** START OF Data listing **
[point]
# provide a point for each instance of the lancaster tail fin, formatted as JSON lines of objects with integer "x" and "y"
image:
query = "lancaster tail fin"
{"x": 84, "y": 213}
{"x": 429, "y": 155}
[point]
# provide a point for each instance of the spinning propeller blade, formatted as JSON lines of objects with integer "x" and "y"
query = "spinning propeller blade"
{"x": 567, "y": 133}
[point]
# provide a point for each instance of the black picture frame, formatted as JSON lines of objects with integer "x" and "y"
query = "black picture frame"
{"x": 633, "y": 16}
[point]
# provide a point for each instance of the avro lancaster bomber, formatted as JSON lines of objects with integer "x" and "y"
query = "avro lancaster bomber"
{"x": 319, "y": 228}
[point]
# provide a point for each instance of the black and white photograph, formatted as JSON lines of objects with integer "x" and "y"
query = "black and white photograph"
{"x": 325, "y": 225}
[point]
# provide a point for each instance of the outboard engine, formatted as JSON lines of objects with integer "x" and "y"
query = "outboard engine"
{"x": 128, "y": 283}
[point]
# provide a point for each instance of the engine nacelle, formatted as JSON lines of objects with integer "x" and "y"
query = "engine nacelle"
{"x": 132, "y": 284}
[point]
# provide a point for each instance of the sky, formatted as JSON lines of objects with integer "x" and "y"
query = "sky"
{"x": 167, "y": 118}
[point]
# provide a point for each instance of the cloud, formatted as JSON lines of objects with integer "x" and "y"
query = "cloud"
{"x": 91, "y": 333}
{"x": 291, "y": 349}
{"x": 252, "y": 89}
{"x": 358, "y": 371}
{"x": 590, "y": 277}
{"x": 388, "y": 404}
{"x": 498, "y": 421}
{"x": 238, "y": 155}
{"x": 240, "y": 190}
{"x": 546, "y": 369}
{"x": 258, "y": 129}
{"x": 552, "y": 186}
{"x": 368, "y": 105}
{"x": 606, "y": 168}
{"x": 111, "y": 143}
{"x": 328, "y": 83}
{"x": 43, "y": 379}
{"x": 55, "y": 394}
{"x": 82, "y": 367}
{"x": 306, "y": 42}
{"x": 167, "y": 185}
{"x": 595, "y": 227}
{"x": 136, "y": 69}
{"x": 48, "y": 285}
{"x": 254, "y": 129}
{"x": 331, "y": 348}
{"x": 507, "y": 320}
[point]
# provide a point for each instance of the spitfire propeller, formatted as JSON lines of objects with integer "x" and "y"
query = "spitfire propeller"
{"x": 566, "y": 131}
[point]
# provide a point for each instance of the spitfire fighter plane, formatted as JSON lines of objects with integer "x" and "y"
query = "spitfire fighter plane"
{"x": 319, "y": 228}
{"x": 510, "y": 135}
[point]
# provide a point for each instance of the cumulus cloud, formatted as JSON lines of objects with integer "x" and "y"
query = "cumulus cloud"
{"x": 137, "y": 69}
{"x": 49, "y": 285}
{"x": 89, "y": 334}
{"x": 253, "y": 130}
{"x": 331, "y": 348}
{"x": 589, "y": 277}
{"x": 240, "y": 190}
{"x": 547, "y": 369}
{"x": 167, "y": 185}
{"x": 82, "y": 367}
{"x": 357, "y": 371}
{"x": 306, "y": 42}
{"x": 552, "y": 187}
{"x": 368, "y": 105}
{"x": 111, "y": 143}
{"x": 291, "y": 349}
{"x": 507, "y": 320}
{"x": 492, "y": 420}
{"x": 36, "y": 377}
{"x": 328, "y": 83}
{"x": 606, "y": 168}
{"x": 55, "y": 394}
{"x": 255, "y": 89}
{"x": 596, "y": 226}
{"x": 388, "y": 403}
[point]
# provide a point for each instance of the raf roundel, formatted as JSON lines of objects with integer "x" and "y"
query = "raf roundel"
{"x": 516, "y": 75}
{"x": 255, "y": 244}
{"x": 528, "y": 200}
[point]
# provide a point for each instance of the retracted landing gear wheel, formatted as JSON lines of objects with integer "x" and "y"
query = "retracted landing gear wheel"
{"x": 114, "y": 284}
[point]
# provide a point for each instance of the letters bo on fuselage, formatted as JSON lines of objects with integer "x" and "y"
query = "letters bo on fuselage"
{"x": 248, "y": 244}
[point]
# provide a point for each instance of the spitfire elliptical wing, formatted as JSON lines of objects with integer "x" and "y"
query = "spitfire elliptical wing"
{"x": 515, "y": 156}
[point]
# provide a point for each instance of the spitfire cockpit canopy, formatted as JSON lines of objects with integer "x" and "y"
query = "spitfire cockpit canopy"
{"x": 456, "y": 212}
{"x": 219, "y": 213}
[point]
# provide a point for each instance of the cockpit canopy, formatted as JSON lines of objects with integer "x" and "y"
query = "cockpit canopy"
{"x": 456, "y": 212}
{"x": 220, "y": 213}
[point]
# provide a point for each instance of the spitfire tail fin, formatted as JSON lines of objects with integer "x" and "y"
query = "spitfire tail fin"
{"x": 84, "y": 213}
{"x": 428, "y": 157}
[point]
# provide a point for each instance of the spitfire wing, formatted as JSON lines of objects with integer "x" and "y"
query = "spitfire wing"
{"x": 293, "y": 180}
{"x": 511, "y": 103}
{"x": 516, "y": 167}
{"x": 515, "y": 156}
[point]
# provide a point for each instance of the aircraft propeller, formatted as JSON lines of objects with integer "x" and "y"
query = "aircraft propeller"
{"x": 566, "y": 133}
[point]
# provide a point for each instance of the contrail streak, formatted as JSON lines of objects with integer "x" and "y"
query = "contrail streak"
** END OF Data listing **
Goal of the exercise: How many lines in the listing above contain the string "fighter", matching case exactly? Reply with the number alone.

Full solution: 2